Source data

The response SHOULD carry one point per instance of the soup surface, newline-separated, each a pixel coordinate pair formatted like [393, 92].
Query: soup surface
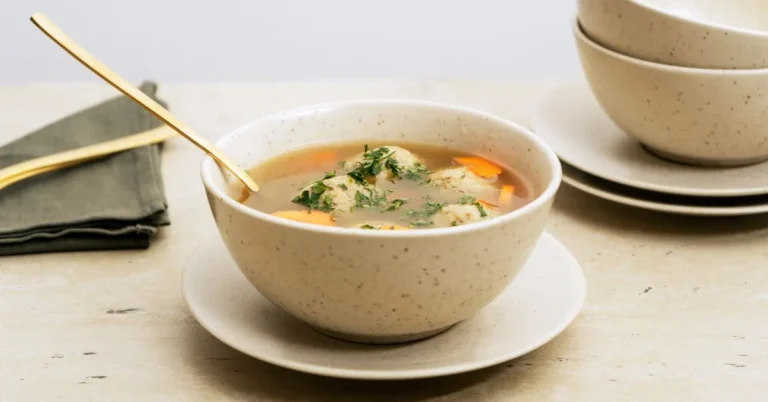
[392, 186]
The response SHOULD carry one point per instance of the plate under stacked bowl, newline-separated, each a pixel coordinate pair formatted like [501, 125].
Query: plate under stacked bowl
[601, 159]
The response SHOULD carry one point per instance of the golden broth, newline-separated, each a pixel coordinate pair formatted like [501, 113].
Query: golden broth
[282, 179]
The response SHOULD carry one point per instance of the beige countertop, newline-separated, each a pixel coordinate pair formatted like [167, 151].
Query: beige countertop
[677, 308]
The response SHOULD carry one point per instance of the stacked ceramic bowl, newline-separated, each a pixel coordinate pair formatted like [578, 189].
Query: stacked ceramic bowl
[686, 82]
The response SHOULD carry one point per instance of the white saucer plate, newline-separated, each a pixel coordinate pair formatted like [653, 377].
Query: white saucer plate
[571, 121]
[540, 303]
[669, 203]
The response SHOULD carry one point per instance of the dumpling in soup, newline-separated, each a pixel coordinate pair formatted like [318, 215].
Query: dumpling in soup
[389, 162]
[336, 194]
[461, 214]
[463, 180]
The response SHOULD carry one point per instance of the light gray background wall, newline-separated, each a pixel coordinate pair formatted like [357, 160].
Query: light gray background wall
[229, 40]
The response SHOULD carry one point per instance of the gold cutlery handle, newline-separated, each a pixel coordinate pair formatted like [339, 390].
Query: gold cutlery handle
[100, 69]
[48, 163]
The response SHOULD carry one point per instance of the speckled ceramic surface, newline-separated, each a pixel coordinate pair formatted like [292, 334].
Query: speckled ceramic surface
[669, 203]
[545, 298]
[377, 286]
[692, 33]
[571, 121]
[706, 117]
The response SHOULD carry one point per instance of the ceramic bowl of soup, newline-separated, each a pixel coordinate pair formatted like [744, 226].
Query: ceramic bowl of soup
[731, 34]
[695, 116]
[383, 221]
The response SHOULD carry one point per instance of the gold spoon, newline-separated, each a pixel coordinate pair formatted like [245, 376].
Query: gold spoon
[139, 97]
[49, 163]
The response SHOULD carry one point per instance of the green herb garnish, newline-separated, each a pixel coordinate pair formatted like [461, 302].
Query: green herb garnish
[394, 167]
[372, 163]
[480, 208]
[470, 200]
[420, 223]
[427, 209]
[396, 204]
[467, 200]
[372, 199]
[315, 197]
[416, 172]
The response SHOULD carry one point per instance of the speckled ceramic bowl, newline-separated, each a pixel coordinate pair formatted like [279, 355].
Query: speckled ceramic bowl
[382, 286]
[727, 34]
[695, 116]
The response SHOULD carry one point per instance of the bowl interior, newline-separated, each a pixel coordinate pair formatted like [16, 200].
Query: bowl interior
[397, 120]
[747, 14]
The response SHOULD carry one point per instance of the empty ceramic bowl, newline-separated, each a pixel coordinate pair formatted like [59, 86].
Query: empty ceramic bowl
[703, 33]
[382, 286]
[690, 115]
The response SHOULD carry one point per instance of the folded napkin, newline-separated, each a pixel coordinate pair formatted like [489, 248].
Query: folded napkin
[116, 202]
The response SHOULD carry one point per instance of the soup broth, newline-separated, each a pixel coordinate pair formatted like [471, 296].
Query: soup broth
[385, 186]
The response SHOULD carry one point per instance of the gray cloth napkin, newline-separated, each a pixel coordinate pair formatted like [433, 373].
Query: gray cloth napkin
[112, 203]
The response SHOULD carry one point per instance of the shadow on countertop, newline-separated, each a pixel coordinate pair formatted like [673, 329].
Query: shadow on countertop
[231, 374]
[595, 211]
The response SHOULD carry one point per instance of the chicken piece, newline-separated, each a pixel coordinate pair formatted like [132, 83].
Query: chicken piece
[462, 179]
[336, 194]
[461, 214]
[380, 226]
[405, 162]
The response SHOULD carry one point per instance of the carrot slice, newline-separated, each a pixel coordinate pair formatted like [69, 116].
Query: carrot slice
[507, 192]
[478, 166]
[315, 217]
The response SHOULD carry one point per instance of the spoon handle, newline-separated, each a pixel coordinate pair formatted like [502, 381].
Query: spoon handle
[139, 97]
[49, 163]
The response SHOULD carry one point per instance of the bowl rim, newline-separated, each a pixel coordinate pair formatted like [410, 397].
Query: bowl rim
[581, 36]
[701, 23]
[208, 165]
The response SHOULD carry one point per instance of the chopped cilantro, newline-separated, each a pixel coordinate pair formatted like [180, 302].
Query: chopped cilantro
[358, 177]
[427, 209]
[313, 197]
[396, 204]
[394, 167]
[372, 164]
[371, 199]
[416, 172]
[467, 200]
[470, 200]
[480, 208]
[420, 223]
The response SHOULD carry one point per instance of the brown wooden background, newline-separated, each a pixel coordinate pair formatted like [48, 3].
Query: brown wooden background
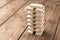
[13, 20]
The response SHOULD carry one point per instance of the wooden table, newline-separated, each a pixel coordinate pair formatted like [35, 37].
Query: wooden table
[13, 20]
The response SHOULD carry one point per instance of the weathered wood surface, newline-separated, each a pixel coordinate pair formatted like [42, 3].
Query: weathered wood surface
[13, 28]
[14, 21]
[10, 9]
[51, 22]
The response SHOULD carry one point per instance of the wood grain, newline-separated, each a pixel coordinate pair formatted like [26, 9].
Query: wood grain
[4, 3]
[13, 28]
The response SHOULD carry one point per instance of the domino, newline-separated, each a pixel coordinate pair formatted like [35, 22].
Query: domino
[37, 11]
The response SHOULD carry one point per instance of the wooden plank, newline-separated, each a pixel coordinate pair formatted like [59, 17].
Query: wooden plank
[4, 3]
[14, 26]
[51, 15]
[10, 9]
[57, 34]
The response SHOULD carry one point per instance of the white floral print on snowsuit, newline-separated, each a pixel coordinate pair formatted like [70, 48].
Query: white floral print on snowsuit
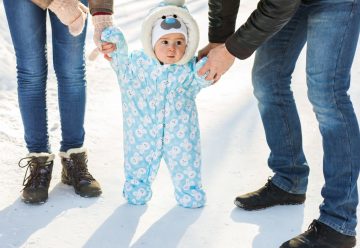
[160, 121]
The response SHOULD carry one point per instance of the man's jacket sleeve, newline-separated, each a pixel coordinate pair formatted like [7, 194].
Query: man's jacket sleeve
[268, 18]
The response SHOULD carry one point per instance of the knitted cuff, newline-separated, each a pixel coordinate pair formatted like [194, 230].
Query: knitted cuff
[66, 10]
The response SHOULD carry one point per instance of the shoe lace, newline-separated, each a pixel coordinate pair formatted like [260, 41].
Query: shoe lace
[313, 228]
[268, 185]
[34, 165]
[80, 168]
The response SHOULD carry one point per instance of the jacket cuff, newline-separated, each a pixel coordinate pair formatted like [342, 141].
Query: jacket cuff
[44, 4]
[108, 11]
[238, 48]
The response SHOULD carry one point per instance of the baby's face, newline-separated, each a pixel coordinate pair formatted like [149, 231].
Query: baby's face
[170, 48]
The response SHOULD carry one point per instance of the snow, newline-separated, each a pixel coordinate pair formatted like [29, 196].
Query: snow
[234, 161]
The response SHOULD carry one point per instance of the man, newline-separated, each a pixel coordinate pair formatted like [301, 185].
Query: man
[278, 30]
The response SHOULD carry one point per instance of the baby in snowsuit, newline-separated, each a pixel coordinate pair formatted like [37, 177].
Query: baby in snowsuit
[158, 89]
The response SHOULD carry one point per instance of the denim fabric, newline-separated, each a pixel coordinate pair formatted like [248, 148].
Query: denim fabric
[27, 24]
[331, 30]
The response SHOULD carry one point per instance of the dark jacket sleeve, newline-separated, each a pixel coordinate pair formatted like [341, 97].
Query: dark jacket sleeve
[268, 18]
[106, 6]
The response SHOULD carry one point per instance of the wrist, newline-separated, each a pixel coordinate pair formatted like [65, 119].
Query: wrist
[102, 21]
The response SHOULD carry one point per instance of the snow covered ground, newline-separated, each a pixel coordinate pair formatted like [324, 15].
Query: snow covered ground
[234, 161]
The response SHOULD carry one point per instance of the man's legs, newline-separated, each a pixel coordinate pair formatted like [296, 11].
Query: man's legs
[333, 31]
[274, 63]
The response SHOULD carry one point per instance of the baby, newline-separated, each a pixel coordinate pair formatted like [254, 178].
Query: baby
[158, 89]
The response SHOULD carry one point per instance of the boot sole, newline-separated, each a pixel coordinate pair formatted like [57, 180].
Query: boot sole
[33, 202]
[239, 205]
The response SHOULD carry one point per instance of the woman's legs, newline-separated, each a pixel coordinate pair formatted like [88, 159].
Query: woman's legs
[69, 65]
[27, 24]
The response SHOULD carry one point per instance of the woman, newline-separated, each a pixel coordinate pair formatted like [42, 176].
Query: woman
[27, 24]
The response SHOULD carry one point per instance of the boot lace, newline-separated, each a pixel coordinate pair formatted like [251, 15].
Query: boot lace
[38, 174]
[80, 170]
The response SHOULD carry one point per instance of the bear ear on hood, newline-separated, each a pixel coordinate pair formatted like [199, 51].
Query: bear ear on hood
[166, 8]
[179, 3]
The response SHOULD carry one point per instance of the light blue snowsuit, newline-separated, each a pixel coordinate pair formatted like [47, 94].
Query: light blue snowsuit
[160, 120]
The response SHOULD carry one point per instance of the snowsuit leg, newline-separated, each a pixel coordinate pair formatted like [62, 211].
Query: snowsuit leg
[182, 156]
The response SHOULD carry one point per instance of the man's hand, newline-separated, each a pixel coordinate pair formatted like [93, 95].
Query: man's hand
[219, 61]
[205, 51]
[100, 23]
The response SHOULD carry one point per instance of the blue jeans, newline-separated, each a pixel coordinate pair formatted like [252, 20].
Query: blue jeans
[331, 30]
[27, 24]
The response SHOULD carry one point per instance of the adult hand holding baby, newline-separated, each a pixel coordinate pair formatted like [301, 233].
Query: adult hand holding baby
[72, 13]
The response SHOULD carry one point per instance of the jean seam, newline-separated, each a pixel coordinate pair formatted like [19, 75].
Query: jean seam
[342, 115]
[284, 114]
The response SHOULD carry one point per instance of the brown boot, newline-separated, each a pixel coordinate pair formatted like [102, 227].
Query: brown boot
[38, 182]
[75, 173]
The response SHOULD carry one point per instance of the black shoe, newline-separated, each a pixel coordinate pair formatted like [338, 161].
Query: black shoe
[75, 173]
[268, 196]
[38, 181]
[320, 235]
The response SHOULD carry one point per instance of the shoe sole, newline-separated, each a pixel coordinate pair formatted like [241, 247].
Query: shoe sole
[32, 202]
[239, 205]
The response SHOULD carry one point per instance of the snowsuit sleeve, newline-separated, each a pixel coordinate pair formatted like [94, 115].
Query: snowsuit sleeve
[120, 57]
[199, 82]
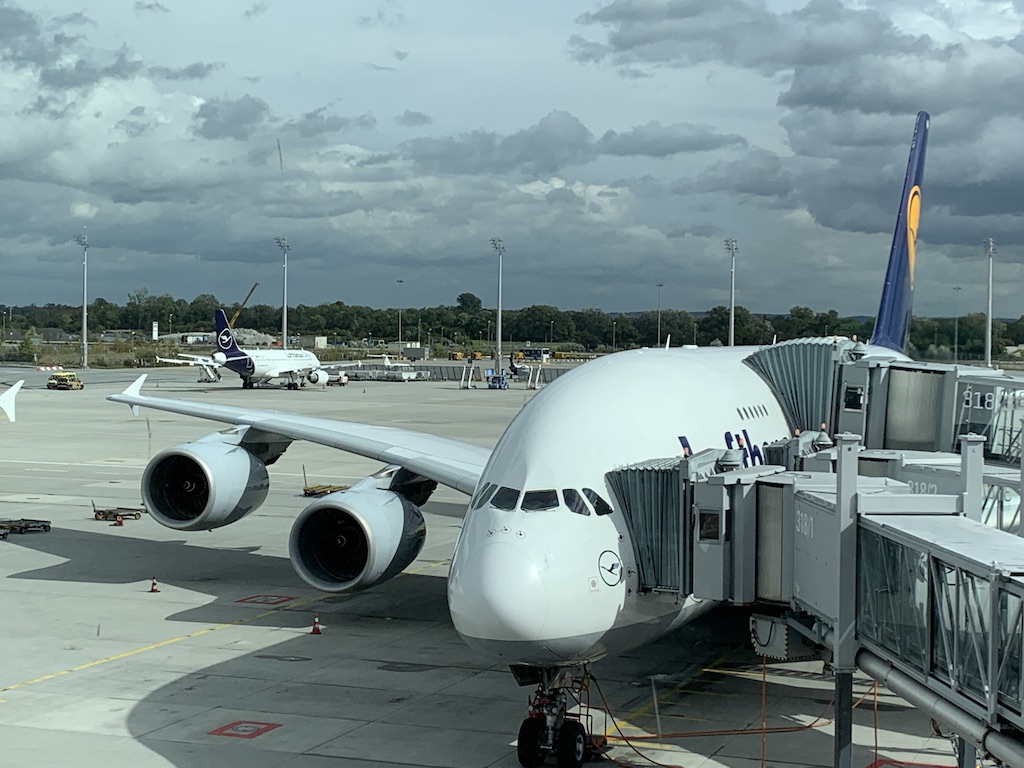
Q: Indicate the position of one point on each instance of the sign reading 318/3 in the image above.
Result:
(805, 523)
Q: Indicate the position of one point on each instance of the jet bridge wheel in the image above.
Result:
(529, 748)
(570, 744)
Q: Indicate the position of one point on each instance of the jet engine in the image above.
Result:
(317, 376)
(204, 484)
(351, 540)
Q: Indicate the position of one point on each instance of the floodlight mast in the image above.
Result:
(497, 244)
(990, 250)
(399, 282)
(731, 246)
(83, 240)
(283, 245)
(659, 286)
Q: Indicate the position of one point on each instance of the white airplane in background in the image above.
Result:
(257, 367)
(7, 399)
(544, 572)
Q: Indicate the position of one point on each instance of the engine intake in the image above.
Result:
(351, 540)
(203, 485)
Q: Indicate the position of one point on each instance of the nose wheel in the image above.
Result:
(551, 727)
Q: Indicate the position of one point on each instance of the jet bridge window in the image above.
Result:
(536, 501)
(853, 398)
(600, 506)
(506, 498)
(574, 502)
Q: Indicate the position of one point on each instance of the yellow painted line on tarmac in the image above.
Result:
(198, 633)
(161, 644)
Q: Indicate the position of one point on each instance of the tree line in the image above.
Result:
(469, 324)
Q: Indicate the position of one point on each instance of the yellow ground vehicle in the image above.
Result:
(65, 380)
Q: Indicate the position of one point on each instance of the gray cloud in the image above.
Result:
(256, 9)
(656, 140)
(411, 119)
(195, 71)
(558, 139)
(225, 118)
(318, 122)
(155, 7)
(84, 74)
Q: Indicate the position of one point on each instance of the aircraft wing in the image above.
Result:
(189, 359)
(7, 399)
(451, 463)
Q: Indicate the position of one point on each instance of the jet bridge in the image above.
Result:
(872, 571)
(894, 402)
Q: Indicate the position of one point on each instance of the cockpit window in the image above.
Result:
(600, 506)
(574, 502)
(506, 498)
(535, 501)
(483, 495)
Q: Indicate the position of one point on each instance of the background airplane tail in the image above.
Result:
(892, 327)
(225, 337)
(7, 399)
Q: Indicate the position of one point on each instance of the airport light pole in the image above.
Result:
(990, 250)
(732, 247)
(956, 290)
(83, 240)
(283, 245)
(659, 287)
(399, 282)
(499, 247)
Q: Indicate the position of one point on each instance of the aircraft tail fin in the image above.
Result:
(892, 327)
(7, 399)
(225, 336)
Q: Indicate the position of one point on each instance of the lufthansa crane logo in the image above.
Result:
(912, 219)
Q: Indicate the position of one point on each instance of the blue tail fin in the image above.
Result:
(225, 337)
(892, 327)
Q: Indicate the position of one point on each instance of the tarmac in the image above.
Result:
(219, 667)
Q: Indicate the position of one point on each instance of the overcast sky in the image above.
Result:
(612, 145)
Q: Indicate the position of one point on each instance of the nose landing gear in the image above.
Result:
(551, 726)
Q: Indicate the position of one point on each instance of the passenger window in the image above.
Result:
(506, 498)
(483, 495)
(600, 506)
(574, 502)
(535, 501)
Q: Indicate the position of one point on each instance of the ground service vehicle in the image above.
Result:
(65, 380)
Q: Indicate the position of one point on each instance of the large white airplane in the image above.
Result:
(7, 399)
(257, 367)
(544, 573)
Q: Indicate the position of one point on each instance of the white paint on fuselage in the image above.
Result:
(522, 584)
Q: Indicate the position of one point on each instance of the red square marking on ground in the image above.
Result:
(244, 729)
(265, 599)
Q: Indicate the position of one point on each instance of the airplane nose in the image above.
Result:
(498, 594)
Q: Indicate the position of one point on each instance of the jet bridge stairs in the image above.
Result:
(873, 554)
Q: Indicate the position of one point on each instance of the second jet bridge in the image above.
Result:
(893, 402)
(867, 570)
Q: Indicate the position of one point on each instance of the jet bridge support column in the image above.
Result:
(845, 648)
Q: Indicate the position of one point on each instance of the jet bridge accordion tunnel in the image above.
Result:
(893, 402)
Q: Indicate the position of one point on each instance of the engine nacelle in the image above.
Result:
(351, 540)
(204, 484)
(318, 376)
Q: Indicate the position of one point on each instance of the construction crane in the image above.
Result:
(230, 323)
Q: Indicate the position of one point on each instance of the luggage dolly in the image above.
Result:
(116, 514)
(23, 526)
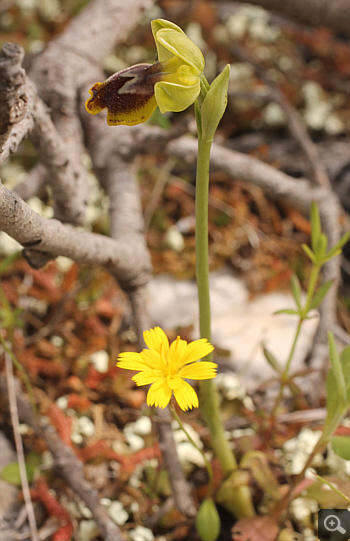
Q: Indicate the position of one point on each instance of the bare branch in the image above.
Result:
(295, 122)
(334, 14)
(19, 446)
(13, 100)
(130, 263)
(67, 464)
(297, 192)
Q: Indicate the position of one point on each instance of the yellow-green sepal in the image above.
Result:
(175, 97)
(208, 521)
(214, 104)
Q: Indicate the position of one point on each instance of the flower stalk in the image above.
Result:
(207, 121)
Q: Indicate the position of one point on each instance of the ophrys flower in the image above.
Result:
(173, 83)
(166, 368)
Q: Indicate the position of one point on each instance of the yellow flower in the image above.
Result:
(173, 83)
(166, 367)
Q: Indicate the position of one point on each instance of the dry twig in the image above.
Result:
(19, 447)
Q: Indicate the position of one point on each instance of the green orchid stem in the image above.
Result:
(209, 396)
(314, 274)
(191, 440)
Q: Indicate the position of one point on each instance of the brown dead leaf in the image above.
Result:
(255, 529)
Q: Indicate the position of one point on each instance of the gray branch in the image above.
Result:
(333, 14)
(298, 192)
(68, 466)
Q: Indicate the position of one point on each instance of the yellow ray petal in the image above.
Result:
(196, 350)
(159, 394)
(186, 396)
(138, 361)
(178, 44)
(147, 376)
(175, 353)
(200, 370)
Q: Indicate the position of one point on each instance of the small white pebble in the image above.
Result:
(174, 239)
(117, 513)
(134, 507)
(141, 534)
(142, 426)
(62, 402)
(86, 427)
(84, 510)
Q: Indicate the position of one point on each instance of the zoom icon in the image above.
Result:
(334, 525)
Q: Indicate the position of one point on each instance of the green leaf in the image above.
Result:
(315, 225)
(337, 368)
(271, 359)
(309, 252)
(289, 311)
(345, 363)
(214, 104)
(296, 290)
(208, 521)
(320, 294)
(334, 406)
(341, 446)
(321, 247)
(335, 250)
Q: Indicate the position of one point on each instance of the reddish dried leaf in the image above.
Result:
(70, 278)
(79, 403)
(64, 533)
(100, 448)
(105, 308)
(54, 508)
(255, 529)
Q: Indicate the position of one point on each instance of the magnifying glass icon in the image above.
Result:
(332, 524)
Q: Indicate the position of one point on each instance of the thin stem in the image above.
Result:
(315, 271)
(191, 440)
(19, 448)
(291, 353)
(241, 504)
(209, 399)
(24, 374)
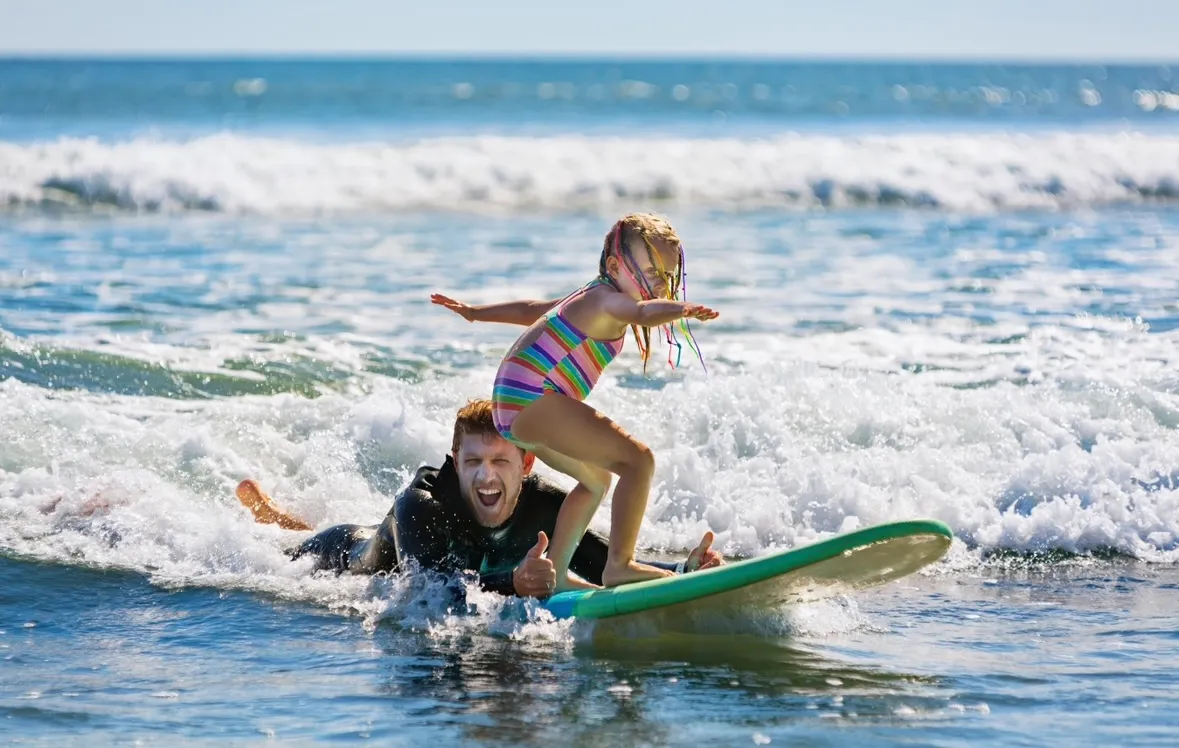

Your task
Tally the lines of the data above that contain the string "woman", treating uppercase and lowercase letters as different. Give only the number.

Exercise response
4